▽
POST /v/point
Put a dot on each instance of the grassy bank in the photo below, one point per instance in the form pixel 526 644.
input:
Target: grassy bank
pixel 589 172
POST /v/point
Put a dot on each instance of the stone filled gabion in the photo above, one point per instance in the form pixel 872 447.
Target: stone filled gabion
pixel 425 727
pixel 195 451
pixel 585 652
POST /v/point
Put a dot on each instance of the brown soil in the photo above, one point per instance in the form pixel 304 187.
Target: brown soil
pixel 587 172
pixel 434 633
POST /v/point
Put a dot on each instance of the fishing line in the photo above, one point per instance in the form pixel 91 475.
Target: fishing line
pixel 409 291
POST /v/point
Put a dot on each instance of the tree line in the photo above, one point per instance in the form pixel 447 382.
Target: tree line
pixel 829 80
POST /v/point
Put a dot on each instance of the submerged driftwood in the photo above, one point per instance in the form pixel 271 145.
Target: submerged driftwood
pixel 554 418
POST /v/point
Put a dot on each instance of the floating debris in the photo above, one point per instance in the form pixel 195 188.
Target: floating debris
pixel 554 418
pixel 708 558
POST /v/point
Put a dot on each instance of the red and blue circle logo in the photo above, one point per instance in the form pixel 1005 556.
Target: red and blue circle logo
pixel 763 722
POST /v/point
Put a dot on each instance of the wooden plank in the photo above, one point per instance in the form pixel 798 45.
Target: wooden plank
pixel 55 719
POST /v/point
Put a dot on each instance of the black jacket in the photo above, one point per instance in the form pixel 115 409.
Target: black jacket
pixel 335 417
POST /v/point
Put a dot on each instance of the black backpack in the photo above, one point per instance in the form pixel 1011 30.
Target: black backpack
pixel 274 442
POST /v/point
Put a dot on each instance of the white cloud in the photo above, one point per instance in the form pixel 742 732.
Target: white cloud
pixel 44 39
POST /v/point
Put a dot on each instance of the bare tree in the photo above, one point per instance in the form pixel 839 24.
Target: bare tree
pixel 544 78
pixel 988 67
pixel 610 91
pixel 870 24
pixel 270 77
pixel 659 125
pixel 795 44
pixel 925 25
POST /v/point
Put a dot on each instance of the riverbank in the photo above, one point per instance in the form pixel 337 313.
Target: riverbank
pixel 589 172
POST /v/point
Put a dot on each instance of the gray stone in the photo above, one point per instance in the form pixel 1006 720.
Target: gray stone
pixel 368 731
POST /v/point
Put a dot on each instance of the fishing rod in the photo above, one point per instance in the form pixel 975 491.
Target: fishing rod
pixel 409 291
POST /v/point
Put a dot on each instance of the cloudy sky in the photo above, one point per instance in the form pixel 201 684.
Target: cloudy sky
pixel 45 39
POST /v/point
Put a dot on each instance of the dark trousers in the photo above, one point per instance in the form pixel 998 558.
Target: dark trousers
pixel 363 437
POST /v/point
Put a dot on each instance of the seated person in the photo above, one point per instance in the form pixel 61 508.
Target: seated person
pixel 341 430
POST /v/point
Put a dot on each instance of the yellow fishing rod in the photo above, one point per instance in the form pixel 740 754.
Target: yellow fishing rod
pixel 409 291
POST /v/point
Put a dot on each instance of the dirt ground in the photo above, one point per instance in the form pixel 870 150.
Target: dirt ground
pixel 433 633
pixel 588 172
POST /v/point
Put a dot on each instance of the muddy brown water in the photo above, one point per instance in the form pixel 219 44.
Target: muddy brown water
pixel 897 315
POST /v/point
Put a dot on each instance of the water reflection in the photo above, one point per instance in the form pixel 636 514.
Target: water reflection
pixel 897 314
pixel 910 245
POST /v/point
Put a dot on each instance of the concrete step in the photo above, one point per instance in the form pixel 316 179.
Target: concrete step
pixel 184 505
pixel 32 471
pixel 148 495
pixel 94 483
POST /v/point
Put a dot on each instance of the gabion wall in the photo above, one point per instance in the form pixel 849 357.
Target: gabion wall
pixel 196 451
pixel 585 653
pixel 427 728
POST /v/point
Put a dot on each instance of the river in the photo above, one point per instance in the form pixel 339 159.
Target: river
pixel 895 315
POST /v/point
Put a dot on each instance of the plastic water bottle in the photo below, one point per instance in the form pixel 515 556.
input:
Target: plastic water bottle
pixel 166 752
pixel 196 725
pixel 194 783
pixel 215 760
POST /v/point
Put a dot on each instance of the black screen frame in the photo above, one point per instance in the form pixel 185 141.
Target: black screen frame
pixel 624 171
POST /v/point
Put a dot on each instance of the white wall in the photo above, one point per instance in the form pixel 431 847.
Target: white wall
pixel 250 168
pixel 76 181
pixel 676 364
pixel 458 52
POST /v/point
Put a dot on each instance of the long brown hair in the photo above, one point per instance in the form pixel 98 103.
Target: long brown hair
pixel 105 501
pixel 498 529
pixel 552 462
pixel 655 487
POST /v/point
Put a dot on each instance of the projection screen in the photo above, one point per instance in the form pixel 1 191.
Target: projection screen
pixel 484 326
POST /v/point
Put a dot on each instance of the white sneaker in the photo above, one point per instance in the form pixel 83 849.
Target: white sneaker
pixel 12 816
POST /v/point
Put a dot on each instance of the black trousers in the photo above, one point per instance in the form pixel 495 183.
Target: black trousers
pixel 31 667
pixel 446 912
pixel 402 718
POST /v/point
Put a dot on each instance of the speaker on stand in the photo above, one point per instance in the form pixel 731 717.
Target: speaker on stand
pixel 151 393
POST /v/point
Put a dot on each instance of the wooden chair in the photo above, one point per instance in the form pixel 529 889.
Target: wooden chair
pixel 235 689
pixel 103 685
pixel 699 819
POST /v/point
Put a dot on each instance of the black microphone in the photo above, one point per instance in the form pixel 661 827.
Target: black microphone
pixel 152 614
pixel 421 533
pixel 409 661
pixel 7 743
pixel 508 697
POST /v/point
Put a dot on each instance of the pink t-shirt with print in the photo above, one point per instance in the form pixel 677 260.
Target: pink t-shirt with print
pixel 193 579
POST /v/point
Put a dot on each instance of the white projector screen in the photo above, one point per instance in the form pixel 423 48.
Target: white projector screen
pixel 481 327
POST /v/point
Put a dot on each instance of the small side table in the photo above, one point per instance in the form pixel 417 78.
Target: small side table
△
### Written problem
The whole listing above needs to be written out again exactly.

### Result of the exercise
POST /v/point
Put a dot on each instance of the grassy bank in the photo below, one point per instance in the form pixel 526 644.
input:
Target: grassy bank
pixel 589 172
POST /v/point
Put a dot on each instance of the stone filled gabion in the photo above, one point per instance in the form pixel 872 447.
Target: stone filled gabion
pixel 425 727
pixel 195 451
pixel 585 652
POST /v/point
Put a dot on each instance of the brown soil in the photo above, one point per instance in the form pixel 304 187.
Target: brown soil
pixel 587 172
pixel 434 633
POST /v/point
Put a dot on each instance of the fishing line in the photo above, one point per instance in the form pixel 91 475.
Target: fishing line
pixel 409 291
POST /v/point
Put a dot on each instance of the tree line in the photo above, one point per instance in the form pixel 447 382.
Target: tree line
pixel 829 80
POST /v/point
Put a dot on each instance of the submerged driftwood in the photo above, one point per instance in the form pixel 271 145.
Target: submerged driftwood
pixel 554 418
POST /v/point
Put a dot on each instance of the floating debris in the photo above, one point per instance in the form pixel 195 188.
Target: floating debris
pixel 554 418
pixel 708 558
POST /v/point
Put a dot on each instance of the red and blue circle logo in the photo above, one point per instance in the form pixel 1005 556.
Target: red and blue circle logo
pixel 763 722
POST /v/point
Put a dot on each instance of the wooden plank in the photo above, one point per instance in the form pixel 798 45.
Target: wooden plank
pixel 55 719
POST /v/point
Put a dot on each instance of the black jacket in the photo above, one point per instance in the form pixel 115 409.
Target: black jacket
pixel 335 417
POST /v/point
Put a dot on each instance of the black backpack in the photo above, one point per instance in the form pixel 1011 30.
Target: black backpack
pixel 274 442
POST /v/point
Put a dot on each instance of the white cloud in the photo above, one point per instance in the form pixel 742 732.
Target: white cloud
pixel 44 39
POST /v/point
Put a dot on each instance of the bare tree in the photo above, one point per instance in the form pixel 839 24.
Target: bare tree
pixel 544 78
pixel 988 67
pixel 610 91
pixel 870 24
pixel 270 77
pixel 659 125
pixel 795 44
pixel 925 25
POST /v/point
Put a dot on each instance of the riverbank in the photo above, one point per instance in the form pixel 337 313.
Target: riverbank
pixel 589 172
POST /v/point
Put a dot on each instance of the gray stone in the photo above, one point per instance in the form pixel 1006 720.
Target: gray stone
pixel 368 731
POST /v/point
Put a dot on each instance of the fishing rod in the photo above, one point per instance in the form pixel 975 491.
Target: fishing rod
pixel 409 291
POST /v/point
Put a dot on each instance of the cloudy sky in the photo above, one point per instance in the form pixel 201 684.
Target: cloudy sky
pixel 45 39
POST /v/point
Put a dot on each instance of the dark trousers in the photo above, one point per instance in the form pixel 998 558.
Target: dark trousers
pixel 363 437
POST /v/point
Put a dot on each instance of the seated person in the photo above, one point per instance in the form pixel 61 508.
Target: seated person
pixel 341 430
POST /v/point
Put a dot on each instance of the yellow fishing rod in the photo above, one point per instance in the form pixel 740 754.
Target: yellow fishing rod
pixel 409 291
POST /v/point
Put a dot on each instance of the dirt ground in the photo above, one point per instance in the form pixel 870 150.
Target: dirt ground
pixel 433 633
pixel 588 172
POST /v/point
Put a dot on each instance of the muddy brown water in the photo above, one point per instance in the form pixel 219 44.
Target: muddy brown water
pixel 897 315
POST /v/point
Put a dot on each instance of the water reflection in the photo above, one point per instance in the form pixel 636 514.
Target: water reflection
pixel 897 314
pixel 910 245
POST /v/point
Put a dot on each instance of the concrete step in the photo above, one point per instance in the form pixel 316 179.
Target: concrete step
pixel 184 505
pixel 32 471
pixel 148 495
pixel 94 483
POST /v/point
Put a dot on each instance of the gabion wall in the photo above, one point per instance in the form pixel 849 357.
Target: gabion wall
pixel 196 451
pixel 585 653
pixel 427 728
POST /v/point
Put a dot on each instance of the river in the photo above, one point per instance in the form pixel 339 159.
Target: river
pixel 895 315
POST /v/point
Put a dot on each instance of the plastic water bottle in the photo below, one point per instance in the form pixel 515 556.
input:
Target: plastic water bottle
pixel 166 752
pixel 196 725
pixel 194 783
pixel 215 760
POST /v/point
Put a dot on each instance of the black screen frame in the photo above, one point per instance in the form pixel 185 141.
Target: black screen frame
pixel 624 171
POST /v/point
Put a dot on each instance of the white wall in the photo above, one point per instance in the form pixel 431 847.
Target: white wall
pixel 250 168
pixel 76 181
pixel 676 364
pixel 458 52
POST /v/point
Put a dot on each instance of the long brown hair in the photo above, one point per instance in the form pixel 98 103.
Target: long brown hair
pixel 105 501
pixel 498 529
pixel 552 462
pixel 655 487
POST /v/point
Put a dot on each instance of the projection screen in the photo above, one point per instance in the form pixel 1 191.
Target: projection screen
pixel 484 326
POST /v/point
Put a dot on each instance of the white sneaker in the photo above, one point per instance in the form pixel 83 849.
Target: white sneaker
pixel 12 816
POST /v/point
Put a dot on each instance of the black trousers in the photo above, one point per instance in the form pixel 495 183.
Target: black trousers
pixel 31 667
pixel 446 912
pixel 402 718
POST /v/point
Put a dot on each instance of the speaker on stand in the photo above, one point per instance in the form pixel 731 717.
Target: speaker on stand
pixel 151 393
POST /v/point
Put a dot on each instance of the wooden chair in the photo above, one point per instance in the form pixel 529 889.
Target: wooden chair
pixel 235 689
pixel 103 685
pixel 699 819
POST /v/point
Put a dot on each instance of the black microphone in the photo above, one point per instance in the form pixel 661 827.
Target: black microphone
pixel 152 614
pixel 421 533
pixel 409 661
pixel 7 743
pixel 508 697
POST /v/point
Put a dot on each instance of the pink t-shirt with print in the photo above, one point per instance in the form pixel 677 260.
Target: pink t-shirt with print
pixel 193 579
POST /v/point
Put a dot on each instance of the white projector screen in the photo above, one point per instance in the form pixel 423 48.
Target: white projector screen
pixel 481 327
POST /v/point
Put a dot on each instance of the small side table in the photo above, one point per instance in the form pixel 417 78.
Target: small side table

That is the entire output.